**MATERIAL PROVIDED**
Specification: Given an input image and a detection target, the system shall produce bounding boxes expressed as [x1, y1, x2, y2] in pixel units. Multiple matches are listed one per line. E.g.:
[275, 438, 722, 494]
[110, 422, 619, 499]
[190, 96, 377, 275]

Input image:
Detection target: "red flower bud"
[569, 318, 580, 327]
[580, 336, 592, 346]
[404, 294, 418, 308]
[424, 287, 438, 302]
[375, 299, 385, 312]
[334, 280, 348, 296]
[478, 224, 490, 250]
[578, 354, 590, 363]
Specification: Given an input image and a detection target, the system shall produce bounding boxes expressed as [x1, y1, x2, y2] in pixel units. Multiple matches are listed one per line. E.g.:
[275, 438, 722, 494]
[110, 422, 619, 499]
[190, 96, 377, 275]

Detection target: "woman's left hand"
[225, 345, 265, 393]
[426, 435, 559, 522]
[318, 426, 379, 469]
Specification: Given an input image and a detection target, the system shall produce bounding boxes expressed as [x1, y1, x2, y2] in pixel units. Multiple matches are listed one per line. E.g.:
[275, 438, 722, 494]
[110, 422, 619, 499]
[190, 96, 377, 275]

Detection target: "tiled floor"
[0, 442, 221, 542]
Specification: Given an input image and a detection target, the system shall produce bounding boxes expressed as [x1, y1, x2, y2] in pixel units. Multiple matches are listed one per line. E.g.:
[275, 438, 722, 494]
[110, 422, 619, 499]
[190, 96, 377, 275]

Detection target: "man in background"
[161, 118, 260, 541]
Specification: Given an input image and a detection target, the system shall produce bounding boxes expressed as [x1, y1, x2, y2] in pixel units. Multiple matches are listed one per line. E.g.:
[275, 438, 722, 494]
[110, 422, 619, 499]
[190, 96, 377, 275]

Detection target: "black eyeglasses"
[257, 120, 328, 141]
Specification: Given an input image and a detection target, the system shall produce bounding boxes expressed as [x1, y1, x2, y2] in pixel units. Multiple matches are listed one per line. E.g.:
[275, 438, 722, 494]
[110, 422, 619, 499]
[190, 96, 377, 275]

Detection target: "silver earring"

**EXERCISE OBJECTIVE**
A complete, exact copy of the entries above is what is wanted.

**ANSWER AREA**
Specification: Given an input image and a detection target, the system shall produce bounding boxes expressed as [x1, y1, x2, y2] in pixel units. Multiple matches are listed one per line. E.g.:
[275, 438, 722, 494]
[110, 422, 619, 499]
[190, 96, 377, 275]

Input image:
Detection target: "red flower bud"
[569, 318, 580, 327]
[580, 336, 592, 346]
[404, 294, 418, 308]
[424, 287, 438, 302]
[375, 299, 385, 312]
[334, 280, 348, 296]
[478, 224, 490, 250]
[578, 354, 590, 363]
Specification: Given an input image and a detection target, the system shall produce bounding boxes expressed as [x1, y1, x2, y2] in pixel units. Multiple matches are listed one per line. E.g.:
[275, 438, 722, 494]
[110, 422, 619, 499]
[190, 96, 377, 275]

Detection target: "woman's left hand"
[225, 345, 265, 393]
[426, 435, 559, 522]
[318, 426, 379, 469]
Specification: Given an input image and a detection target, the system shall produce bounding boxes expressed as [x1, y1, x2, y2] in pixel units. Multiple matches are listed one per line. E.g.:
[275, 438, 722, 494]
[110, 422, 619, 499]
[190, 96, 377, 275]

Detection target: "tiled floor"
[0, 442, 221, 542]
Specification: Given an input image and a detection target, the system shall produce bounding boxes expressed as [x1, y1, x2, y2] in pixel units. Multiple matches are listed one per line. E.g.:
[275, 438, 722, 494]
[110, 422, 619, 499]
[190, 96, 377, 275]

Detection target: "man in background"
[161, 118, 260, 541]
Specification: Given an input image and a detection target, the system shall produce bounding boxes expressed as [x1, y1, x2, y2] in pixel units. Multiple matches are listed one per line. E.g.:
[275, 438, 722, 494]
[110, 422, 619, 499]
[190, 96, 377, 275]

Detection target: "black eyeglasses"
[257, 120, 328, 141]
Specification: Given an input image and a detection target, the system shall produce bounding boxes expressed as [x1, y1, x2, y2] in pixel units. Multiple matches are listed one per line. E.g.:
[275, 438, 722, 494]
[110, 422, 619, 499]
[190, 96, 377, 275]

Detection target: "silver earring"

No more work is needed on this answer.